Task goal: From the first line of the data below, repeat each line exactly until you reach the line with "Task: tag the white car"; include that line too.

━━━━━ Material supplied ━━━━━

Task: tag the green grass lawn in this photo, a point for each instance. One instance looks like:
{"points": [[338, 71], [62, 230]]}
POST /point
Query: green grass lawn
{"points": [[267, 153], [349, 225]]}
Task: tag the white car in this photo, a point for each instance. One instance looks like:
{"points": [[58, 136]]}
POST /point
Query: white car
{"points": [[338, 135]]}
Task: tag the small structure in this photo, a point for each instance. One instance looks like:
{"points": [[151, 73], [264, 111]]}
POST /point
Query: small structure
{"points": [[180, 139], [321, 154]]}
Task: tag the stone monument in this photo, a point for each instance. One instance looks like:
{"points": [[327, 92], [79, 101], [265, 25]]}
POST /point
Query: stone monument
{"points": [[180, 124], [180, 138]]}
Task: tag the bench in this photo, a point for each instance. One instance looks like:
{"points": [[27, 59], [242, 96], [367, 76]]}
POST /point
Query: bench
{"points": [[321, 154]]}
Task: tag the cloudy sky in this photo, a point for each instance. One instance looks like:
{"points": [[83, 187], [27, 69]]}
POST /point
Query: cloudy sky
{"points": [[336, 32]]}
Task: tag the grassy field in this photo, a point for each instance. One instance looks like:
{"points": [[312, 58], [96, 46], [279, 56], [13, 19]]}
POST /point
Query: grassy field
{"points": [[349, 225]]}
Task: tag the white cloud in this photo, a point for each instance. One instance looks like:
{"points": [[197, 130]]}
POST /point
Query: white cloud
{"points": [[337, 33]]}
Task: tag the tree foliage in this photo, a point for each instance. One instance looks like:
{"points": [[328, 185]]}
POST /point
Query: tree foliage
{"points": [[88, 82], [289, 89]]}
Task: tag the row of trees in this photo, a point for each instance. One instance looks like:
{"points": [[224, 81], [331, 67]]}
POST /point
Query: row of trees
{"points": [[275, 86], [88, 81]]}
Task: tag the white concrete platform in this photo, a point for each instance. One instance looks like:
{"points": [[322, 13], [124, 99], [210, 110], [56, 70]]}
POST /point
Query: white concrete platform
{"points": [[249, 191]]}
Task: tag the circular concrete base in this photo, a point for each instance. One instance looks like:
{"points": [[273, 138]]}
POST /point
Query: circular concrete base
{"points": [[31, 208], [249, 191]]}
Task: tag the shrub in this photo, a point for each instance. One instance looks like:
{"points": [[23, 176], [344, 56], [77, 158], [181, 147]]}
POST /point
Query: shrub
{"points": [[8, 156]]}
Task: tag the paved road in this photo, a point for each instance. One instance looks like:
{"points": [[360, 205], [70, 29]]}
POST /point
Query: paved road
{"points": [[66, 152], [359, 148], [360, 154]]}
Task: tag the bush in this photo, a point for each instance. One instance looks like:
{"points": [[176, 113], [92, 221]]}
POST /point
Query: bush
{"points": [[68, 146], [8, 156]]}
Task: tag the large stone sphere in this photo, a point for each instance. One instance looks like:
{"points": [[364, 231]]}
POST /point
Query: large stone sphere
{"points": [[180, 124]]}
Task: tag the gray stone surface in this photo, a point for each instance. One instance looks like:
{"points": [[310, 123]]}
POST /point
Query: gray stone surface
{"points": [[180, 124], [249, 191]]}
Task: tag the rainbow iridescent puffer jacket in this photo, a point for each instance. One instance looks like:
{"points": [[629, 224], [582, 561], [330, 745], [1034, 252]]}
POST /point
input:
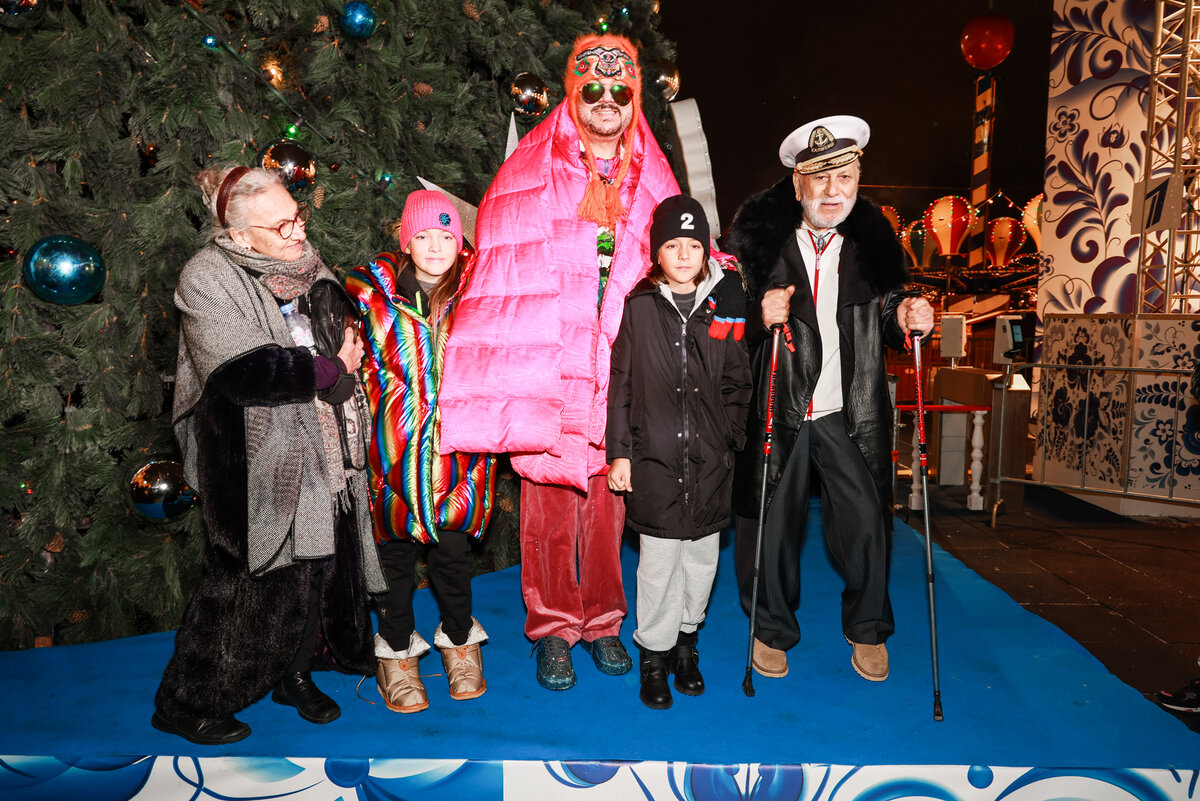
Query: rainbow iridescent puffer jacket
{"points": [[414, 491]]}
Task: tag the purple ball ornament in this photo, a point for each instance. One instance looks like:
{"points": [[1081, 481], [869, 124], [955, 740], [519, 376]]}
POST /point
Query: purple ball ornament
{"points": [[358, 19], [64, 270], [22, 13]]}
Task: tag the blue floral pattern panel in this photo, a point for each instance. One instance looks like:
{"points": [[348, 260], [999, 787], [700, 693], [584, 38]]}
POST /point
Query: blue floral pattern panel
{"points": [[1096, 144], [1083, 410], [1165, 458]]}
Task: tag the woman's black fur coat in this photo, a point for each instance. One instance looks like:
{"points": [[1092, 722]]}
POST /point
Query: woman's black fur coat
{"points": [[871, 272], [240, 632]]}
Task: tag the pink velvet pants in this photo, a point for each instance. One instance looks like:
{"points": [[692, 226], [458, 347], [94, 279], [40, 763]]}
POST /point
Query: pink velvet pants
{"points": [[570, 560]]}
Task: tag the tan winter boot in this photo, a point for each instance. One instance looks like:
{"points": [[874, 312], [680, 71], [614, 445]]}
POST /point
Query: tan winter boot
{"points": [[463, 663], [399, 676]]}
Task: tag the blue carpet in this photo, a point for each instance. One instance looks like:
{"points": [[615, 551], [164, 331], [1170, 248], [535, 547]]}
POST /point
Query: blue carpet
{"points": [[1015, 690]]}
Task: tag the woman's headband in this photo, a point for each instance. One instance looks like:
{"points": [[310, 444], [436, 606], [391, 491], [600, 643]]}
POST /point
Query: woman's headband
{"points": [[226, 190]]}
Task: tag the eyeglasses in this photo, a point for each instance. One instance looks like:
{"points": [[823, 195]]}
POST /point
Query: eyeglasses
{"points": [[593, 92], [288, 228]]}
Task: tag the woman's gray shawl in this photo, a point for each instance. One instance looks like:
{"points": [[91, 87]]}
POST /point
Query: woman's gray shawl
{"points": [[225, 313]]}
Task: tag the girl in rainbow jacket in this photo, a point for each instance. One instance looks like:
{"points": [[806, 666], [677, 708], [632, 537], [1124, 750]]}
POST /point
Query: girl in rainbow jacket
{"points": [[420, 500]]}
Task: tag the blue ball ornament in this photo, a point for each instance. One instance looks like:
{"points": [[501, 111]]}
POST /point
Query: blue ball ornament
{"points": [[358, 19], [160, 492], [64, 270]]}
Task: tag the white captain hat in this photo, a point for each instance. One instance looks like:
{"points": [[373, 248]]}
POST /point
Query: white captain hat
{"points": [[826, 143]]}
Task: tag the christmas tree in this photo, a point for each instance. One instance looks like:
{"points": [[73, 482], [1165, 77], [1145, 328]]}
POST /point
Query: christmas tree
{"points": [[107, 109]]}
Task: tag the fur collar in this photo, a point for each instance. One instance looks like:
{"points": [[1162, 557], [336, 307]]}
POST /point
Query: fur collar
{"points": [[766, 220]]}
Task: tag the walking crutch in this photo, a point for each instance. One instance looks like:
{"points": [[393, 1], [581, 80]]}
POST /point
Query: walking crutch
{"points": [[924, 491], [768, 431]]}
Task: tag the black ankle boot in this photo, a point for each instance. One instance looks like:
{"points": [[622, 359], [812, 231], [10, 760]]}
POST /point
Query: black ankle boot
{"points": [[685, 664], [298, 690], [655, 693]]}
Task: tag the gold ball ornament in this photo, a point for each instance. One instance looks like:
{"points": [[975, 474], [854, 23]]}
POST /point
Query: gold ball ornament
{"points": [[529, 94], [667, 79]]}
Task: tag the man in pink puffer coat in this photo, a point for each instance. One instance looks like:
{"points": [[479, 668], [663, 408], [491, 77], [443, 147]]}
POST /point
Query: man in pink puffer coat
{"points": [[563, 236]]}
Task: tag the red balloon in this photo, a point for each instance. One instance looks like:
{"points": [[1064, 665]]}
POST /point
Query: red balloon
{"points": [[987, 41]]}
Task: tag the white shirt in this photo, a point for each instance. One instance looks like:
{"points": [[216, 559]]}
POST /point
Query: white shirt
{"points": [[827, 396]]}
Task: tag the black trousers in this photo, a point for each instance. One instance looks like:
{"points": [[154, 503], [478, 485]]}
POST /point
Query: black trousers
{"points": [[856, 531], [449, 562]]}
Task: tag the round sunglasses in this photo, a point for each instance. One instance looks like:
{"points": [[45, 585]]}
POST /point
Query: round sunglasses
{"points": [[593, 92]]}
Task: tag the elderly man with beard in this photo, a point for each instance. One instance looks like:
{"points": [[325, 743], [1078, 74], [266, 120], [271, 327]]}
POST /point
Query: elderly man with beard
{"points": [[823, 265], [563, 236]]}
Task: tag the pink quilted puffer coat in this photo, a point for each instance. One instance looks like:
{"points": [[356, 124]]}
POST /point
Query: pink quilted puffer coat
{"points": [[527, 363]]}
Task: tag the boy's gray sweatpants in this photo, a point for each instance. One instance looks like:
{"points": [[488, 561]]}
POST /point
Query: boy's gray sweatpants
{"points": [[675, 580]]}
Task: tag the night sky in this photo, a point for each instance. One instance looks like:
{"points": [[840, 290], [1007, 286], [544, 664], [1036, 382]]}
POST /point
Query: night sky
{"points": [[760, 68]]}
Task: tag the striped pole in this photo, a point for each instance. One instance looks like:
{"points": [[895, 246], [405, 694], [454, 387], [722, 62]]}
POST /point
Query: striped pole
{"points": [[981, 164]]}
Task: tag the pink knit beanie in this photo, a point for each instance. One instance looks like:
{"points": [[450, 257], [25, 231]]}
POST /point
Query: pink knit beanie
{"points": [[429, 209]]}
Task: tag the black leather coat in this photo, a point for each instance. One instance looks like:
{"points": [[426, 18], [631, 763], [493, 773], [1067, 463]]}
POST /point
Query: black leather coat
{"points": [[677, 409], [871, 272]]}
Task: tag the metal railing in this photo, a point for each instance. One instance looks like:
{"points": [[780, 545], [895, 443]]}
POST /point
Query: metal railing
{"points": [[1085, 440]]}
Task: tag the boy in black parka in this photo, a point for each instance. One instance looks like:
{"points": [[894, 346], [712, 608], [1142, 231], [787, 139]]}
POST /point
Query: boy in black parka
{"points": [[677, 407]]}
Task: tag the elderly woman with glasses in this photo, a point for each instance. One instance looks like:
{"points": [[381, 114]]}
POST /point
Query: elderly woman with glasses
{"points": [[268, 413]]}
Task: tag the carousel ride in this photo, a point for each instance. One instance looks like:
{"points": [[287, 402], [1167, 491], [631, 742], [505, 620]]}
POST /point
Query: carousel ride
{"points": [[936, 247]]}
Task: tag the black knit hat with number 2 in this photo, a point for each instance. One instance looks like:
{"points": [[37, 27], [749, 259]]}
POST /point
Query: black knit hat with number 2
{"points": [[678, 216]]}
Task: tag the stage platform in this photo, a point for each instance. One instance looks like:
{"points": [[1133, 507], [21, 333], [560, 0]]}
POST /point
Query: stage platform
{"points": [[1029, 715]]}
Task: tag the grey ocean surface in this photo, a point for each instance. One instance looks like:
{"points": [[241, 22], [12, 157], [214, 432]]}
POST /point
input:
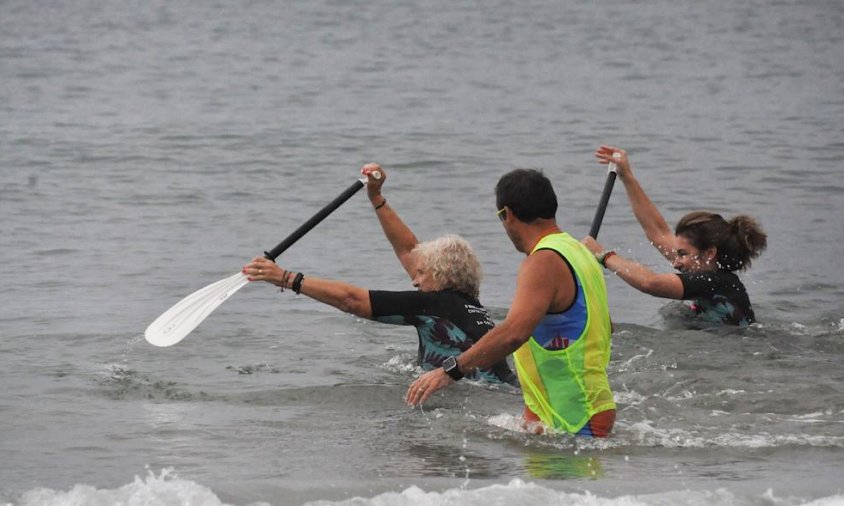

━━━━━

Your solution:
Task: tag the green grass lawn in this photo, a point for each instance. One instance looks like:
{"points": [[338, 71], [62, 230]]}
POST /point
Query: green grass lawn
{"points": [[267, 153], [349, 225]]}
Task: tag the white car in this photo, a point for each instance. One instance looks like:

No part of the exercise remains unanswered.